Try it: Find and copy each line of the listing below that has the word "shirt" in it.

Provided data:

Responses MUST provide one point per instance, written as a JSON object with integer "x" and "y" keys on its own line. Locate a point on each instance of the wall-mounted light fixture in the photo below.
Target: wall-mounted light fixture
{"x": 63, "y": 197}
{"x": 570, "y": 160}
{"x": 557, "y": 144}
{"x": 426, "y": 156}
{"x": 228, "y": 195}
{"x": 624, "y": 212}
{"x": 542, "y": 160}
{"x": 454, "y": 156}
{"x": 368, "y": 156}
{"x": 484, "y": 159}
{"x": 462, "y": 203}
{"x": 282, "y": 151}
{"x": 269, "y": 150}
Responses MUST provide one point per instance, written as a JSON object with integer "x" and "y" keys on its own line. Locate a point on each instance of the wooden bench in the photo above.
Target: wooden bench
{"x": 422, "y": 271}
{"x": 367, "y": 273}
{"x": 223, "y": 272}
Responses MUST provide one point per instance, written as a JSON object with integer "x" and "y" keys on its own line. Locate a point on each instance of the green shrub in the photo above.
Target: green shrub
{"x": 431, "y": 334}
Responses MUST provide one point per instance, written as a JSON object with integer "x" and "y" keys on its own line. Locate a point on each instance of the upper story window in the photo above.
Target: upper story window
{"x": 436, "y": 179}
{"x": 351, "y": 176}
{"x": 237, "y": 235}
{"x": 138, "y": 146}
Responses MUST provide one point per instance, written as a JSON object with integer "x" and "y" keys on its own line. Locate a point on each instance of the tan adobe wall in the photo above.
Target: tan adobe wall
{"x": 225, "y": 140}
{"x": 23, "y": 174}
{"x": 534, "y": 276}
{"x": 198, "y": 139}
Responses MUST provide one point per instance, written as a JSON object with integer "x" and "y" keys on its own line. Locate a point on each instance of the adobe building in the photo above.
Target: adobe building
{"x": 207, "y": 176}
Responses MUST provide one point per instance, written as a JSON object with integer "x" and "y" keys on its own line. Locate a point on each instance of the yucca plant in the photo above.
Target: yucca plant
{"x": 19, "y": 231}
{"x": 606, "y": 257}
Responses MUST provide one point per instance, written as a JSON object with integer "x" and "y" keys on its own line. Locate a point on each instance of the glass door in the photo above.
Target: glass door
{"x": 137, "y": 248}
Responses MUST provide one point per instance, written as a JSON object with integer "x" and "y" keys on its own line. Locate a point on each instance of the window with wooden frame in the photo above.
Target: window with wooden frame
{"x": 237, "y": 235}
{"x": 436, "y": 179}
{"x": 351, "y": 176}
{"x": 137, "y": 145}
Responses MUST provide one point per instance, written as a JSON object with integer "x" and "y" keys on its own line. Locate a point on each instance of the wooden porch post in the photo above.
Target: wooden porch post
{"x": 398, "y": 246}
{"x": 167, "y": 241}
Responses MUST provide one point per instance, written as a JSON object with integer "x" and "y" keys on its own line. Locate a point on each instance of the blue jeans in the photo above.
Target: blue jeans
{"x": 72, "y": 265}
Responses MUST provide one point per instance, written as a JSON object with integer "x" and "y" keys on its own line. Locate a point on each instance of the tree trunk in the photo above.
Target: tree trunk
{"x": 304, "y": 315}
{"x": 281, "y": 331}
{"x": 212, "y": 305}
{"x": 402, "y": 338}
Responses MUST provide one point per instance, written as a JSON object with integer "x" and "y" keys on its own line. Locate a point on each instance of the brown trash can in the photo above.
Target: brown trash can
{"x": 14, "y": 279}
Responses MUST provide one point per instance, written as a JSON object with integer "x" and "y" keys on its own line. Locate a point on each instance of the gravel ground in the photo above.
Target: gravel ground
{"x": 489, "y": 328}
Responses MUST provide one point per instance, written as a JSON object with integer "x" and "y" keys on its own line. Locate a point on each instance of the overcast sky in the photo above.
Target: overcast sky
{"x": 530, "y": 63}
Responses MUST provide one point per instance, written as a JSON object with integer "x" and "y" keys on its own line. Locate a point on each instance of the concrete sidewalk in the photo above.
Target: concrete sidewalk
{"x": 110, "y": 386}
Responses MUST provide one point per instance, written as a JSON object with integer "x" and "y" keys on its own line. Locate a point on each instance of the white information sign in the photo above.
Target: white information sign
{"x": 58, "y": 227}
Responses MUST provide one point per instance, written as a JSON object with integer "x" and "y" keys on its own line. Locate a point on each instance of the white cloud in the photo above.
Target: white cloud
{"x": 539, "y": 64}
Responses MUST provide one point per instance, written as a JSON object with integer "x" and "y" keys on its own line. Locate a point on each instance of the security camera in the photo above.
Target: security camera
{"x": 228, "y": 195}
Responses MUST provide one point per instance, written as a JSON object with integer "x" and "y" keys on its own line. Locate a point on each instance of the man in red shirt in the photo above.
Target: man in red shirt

Exercise solution:
Responses MUST provide one point per instance, written as a JSON object with integer "x" and "y" keys on its own line. Locate a point on each instance of the man in red shirt in the photo above.
Target: man in red shirt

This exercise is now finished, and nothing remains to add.